TASK DIRECTIONS
Your task is to write out the complete listing exactly as it is shown.

(Location annotation dataset excerpts)
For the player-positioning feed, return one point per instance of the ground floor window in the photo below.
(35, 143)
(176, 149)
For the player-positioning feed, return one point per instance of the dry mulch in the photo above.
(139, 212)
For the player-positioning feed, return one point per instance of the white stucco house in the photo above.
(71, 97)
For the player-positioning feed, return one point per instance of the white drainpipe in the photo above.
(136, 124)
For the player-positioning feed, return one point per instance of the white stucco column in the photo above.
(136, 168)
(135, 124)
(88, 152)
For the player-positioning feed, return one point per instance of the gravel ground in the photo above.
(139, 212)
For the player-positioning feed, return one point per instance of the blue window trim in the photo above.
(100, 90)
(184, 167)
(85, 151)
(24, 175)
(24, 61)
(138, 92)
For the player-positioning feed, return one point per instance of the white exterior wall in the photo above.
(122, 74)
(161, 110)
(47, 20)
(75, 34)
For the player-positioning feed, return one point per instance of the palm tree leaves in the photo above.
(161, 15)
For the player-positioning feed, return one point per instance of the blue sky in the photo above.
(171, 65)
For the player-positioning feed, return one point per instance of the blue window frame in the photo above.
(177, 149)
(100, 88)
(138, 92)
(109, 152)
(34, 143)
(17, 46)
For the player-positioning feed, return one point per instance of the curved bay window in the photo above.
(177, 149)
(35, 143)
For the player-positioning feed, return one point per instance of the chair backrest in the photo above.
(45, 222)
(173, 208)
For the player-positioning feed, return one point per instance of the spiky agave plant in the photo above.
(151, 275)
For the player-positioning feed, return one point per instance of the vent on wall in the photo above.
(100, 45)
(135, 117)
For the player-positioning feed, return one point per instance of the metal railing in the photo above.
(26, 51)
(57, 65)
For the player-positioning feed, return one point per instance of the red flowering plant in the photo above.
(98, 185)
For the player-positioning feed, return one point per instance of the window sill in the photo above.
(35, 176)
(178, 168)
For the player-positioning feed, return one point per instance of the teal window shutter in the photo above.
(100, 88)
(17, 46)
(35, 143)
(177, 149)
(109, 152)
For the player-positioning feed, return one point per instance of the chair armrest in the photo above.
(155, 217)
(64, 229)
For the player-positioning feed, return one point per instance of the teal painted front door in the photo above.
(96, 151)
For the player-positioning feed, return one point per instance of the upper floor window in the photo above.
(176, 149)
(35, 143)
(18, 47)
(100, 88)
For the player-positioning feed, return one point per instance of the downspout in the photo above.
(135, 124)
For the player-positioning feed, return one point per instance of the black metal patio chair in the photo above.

TASK RESPONSE
For the player-positioning feed, return one point per instance of the ground floor window in the photo below.
(35, 143)
(176, 149)
For the player-positioning feed, return one point per instance of the dry mulch in the photo above.
(139, 212)
For the player-positioning feed, return one point per instance of the white stucco house in the photo above.
(71, 97)
For the player-positioning feed, return one point per instance of the white drainpipe in the photo above.
(136, 124)
For the player-positioning feed, return one point per instance of the white stucco column in the photo above.
(136, 168)
(135, 124)
(88, 152)
For the player-positioning feed, return one point per instance of the gravel ground in the photo above.
(139, 212)
For the player-positioning feed, return one point per instance of the blue window trim in the photo above.
(100, 90)
(184, 167)
(85, 151)
(24, 175)
(24, 61)
(138, 92)
For the player-positioning feed, return one point per instance of the white exterior wall in the photo above.
(122, 74)
(161, 110)
(47, 20)
(75, 34)
For the player-positioning feed, return one point per instance of the palm tree leaves in the photo above.
(161, 15)
For the player-positioning feed, return one point per instance of the blue sky in the photo above.
(171, 65)
For the player-positioning feed, return one point per instance of the blue window frame in the photo above.
(177, 149)
(100, 88)
(138, 92)
(109, 152)
(34, 143)
(17, 46)
For the player-positioning feed, return one point per instance of the curved bay window in the photo above.
(177, 149)
(35, 143)
For the player-positioning feed, return one point per instance of the chair backrest in the photo above.
(45, 222)
(173, 208)
For the player-positioning feed, return one point per instance of the spiky agave plant in the photo above.
(151, 275)
For the player-positioning feed, return one point per instance of the vent on wall in the photo above.
(100, 45)
(135, 117)
For the player-positioning feed, return one point per instance of the metal railing in the photo above.
(26, 51)
(57, 65)
For the player-positioning feed, return one point per instance of the red flowering plant in the photo above.
(98, 185)
For the player-positioning feed, return one point per instance of the window sill in the photo above.
(35, 176)
(178, 168)
For the player-positioning feed, return one point per instance of the teal window shutter in the photo above.
(100, 88)
(17, 46)
(35, 143)
(177, 149)
(109, 152)
For the player-positioning feed, return one point per instance of the chair armrest in the photo above.
(155, 217)
(64, 229)
For the player-positioning feed, return one point per instance of the teal painted front door in the photo above.
(96, 151)
For the player-positioning feed, return one point per instance of the upper floor window in the photo above.
(176, 149)
(35, 143)
(18, 47)
(100, 88)
For the player-positioning feed, return one point per instance of the downspout in the photo above.
(135, 124)
For the player-positioning feed, return one point per instance of the black metal patio chair in the photo above.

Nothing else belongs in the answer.